What is expected ▸ Show every line of the material below that contains the word "shelter", copying each one in full.

** Begin **

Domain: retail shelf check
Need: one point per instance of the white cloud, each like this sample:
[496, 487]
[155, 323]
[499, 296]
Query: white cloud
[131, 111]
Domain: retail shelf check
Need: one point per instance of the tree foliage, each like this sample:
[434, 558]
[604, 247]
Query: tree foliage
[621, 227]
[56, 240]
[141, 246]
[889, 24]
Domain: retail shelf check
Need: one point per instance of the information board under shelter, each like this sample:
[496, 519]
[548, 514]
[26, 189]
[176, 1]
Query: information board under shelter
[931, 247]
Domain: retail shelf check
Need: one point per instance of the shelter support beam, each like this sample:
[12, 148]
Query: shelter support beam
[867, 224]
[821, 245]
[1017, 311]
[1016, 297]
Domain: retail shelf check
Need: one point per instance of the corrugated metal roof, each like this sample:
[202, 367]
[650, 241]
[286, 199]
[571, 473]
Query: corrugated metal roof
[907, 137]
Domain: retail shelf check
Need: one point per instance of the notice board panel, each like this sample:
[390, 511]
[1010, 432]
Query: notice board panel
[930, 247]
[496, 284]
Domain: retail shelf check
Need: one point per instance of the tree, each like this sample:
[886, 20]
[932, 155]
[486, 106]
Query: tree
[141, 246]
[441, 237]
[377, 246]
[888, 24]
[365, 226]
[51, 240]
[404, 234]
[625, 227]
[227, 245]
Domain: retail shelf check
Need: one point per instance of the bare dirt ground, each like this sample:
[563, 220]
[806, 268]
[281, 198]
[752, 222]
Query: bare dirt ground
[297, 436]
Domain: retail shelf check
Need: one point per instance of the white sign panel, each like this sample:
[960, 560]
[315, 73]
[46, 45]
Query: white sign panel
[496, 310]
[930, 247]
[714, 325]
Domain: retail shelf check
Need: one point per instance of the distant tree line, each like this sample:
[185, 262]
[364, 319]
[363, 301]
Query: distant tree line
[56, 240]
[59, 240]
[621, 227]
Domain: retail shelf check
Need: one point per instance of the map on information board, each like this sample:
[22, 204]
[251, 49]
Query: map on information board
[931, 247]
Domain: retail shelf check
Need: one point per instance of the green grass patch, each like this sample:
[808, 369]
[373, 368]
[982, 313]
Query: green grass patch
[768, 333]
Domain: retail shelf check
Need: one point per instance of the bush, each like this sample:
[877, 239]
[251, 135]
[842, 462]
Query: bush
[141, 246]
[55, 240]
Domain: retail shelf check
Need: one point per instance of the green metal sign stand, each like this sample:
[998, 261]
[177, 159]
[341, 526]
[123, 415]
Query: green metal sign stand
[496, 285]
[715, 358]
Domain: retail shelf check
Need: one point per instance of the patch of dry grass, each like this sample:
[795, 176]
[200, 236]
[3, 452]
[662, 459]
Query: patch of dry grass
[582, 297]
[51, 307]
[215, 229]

** End **

Output of the exercise ▸
Need: one point per instance of the information board under shelter, each like this sample:
Query: information board under shelter
Need: one point per instance of the shelter support beam, each like this sample:
Query: shelter support beam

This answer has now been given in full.